Pełny tekst orzeczenia

Sygn. akt III KZ 70/14
POSTANOWIENIE
Dnia 8 października 2014 r.
Sąd Najwyższy w składzie:
SSN Dorota Rysińska
w sprawie W. B.
skazanego z art. 286 § 1 k.k.
po rozpoznaniu w Izbie Karnej na posiedzeniu
w dniu 8 października 2014 r.,
zażalenia skazanego
na zarządzenie z dnia 25 sierpnia 2014 r. odmawiające przyjęcia zażalenia na
postanowienie Sądu Okręgowego w G. z dnia 3 kwietnia 2014 r., odmawiające
przywrócenia terminu do złożenia wniosku o sporządzenie uzasadnienia i
doręczenie odpisu wyroku Sądu Okręgowego w G. z dnia 19 listopada 2013 r.,
wraz z uzasadnieniem
p o s t a n o w i ł
uchylić zaskarżone zarządzenie i przekazać sprawę do
ponownego rozpoznania w Sądzie Okręgowym w G.
UZASADNIENIE
Postanowieniem z dnia 3 kwietnia 2014 r. Sąd Okręgowy w G. nie uwzględnił
wniosku obrońcy W. B. o przywrócenie skazanemu terminu do wystąpienia z tzw.
zapowiedzią kasacji od przytoczonego na wstępie wyroku tego Sądu z dnia 19
listopada 2013 r.
W dniu 7 sierpnia 2014 r. W. B. wniósł na powyższe postanowienie
zażalenie, w którym jednocześnie zawarł wniosek o przywrócenie terminu do
wniesienia tego środka odwoławczego. Wniosek ten uzasadnił podając, że
2
niedotrzymanie przez niego terminu do złożenia zażalenia spowodowane było jego
ciężką chorobą.

(Dane wyodrębnione ze zbioru)
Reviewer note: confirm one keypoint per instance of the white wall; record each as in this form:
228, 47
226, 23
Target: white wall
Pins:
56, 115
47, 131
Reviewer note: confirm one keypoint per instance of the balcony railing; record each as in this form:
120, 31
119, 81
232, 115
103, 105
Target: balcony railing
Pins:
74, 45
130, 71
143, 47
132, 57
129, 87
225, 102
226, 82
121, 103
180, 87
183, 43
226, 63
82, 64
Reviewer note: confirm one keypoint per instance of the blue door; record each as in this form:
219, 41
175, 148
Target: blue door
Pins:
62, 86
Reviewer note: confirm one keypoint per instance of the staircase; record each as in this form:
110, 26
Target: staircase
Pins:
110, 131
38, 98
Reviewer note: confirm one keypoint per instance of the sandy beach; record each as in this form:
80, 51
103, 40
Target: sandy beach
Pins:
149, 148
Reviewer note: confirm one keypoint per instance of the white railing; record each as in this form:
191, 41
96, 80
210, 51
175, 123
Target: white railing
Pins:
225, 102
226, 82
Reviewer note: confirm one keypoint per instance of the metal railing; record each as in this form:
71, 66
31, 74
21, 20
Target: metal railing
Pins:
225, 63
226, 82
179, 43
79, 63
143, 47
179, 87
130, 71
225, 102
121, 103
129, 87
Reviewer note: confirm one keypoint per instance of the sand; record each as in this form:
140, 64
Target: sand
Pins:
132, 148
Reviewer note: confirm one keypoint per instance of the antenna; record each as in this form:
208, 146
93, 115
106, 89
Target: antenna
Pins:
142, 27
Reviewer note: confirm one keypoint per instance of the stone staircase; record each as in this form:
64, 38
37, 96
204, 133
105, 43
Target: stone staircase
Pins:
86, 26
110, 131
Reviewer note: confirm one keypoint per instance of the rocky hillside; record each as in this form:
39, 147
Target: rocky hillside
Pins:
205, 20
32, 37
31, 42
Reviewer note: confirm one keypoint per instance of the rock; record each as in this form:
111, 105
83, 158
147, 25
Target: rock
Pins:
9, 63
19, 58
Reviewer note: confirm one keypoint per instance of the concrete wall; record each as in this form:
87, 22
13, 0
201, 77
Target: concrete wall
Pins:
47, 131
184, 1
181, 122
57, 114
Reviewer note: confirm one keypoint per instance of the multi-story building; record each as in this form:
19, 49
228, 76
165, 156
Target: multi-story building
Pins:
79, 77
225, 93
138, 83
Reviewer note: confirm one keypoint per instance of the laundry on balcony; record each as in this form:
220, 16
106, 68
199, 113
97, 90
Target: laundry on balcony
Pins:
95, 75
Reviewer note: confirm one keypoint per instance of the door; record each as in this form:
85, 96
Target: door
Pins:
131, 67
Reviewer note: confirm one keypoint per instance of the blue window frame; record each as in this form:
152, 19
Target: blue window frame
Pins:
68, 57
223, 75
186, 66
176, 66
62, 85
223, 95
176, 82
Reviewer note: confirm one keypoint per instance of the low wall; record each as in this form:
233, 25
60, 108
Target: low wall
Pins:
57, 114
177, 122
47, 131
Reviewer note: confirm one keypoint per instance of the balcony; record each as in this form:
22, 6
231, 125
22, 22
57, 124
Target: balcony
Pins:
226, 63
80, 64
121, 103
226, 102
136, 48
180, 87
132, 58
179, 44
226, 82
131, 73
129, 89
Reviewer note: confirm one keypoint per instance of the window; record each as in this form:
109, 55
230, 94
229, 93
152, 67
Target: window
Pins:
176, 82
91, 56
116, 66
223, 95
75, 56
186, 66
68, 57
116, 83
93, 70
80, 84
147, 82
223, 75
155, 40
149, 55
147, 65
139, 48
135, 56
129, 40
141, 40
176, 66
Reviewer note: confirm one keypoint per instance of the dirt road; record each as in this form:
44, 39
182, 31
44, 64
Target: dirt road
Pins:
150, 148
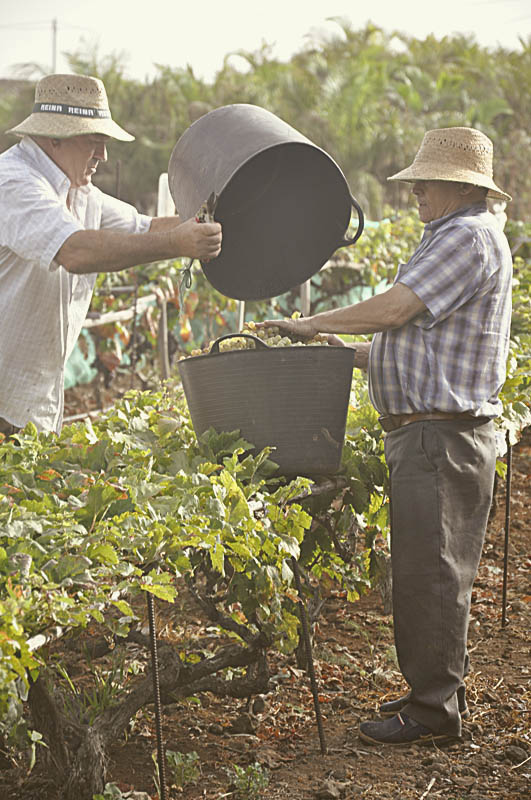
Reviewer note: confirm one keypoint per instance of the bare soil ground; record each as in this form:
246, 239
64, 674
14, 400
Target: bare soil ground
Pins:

**Co należy zrobić**
• A. W postanowieniu Sądu Najwyższego zamień „Sąd Najwyższy” na „Sąd Apelacyjny” w całym fragmencie od słów „Sygn. akt III” w dół aż do słów „286 § 1 k.k.”, a potem podaj ten fragment ponownie.
• B. Czym według postanowienia Sądu Najwyższego W. B. tłumaczył niedotrzymanie terminu do złożenia zażalenia?
• C. Podejmij tekst postanowienia Sądu Najwyższego tam, gdzie się kończy, i pisz dalej.
Listing nie ma żadnego związku z postanowieniem Sądu Najwyższego.

**Odpowiedzi do zadań**
• A.
Sygn. akt III KZ 70/14
POSTANOWIENIE
Dnia 8 października 2014 r.
Sąd Apelacyjny w składzie:
SSN Dorota Rysińska
w sprawie W. B.
skazanego z art. 286 § 1 k.k.

• B. Swoją ciężką chorobą.

• C.
Zaskarżonym obecnie zarządzeniem odmówiono, na podstawie art. 429 § 1
k.p.k., przyjęcia zażalenia skazanego, wskazując, że zostało ono złożone z
uchybieniem ustawowego terminu do jego wniesienia, skoro postanowienie z dnia 3
kwietnia 2014 r., wraz z pouczeniem o sposobie i terminie jego zaskarżenia, zostało
doręczone skazanemu w dniu 25 kwietnia 2014 r., a jego obrońcy w dniu 21 maja
2014 r.
W zażaleniu na powyższe zarządzenie – wnosząc o jego uchylenie – W. B.
zarzuca mu naruszenie m.in. przepisów art. 429 § 1 k.p.k. oraz art. 126 k.p.k., przy
czym uzasadniając te zarzuty podnosi, że w zarządzeniu nie rozważono jego
wniosku, złożonego w dniu 8 sierpnia 2014 r., „o przywrócenie terminu do
rozpoznania wniosku o odwołanie rozprawy odwoławczej”.
Sąd Najwyższy zważył, co następuje.
Zażalenie zasługuje na uwzględnienie, jednak z innych przyczyn, niż w nim
wskazane.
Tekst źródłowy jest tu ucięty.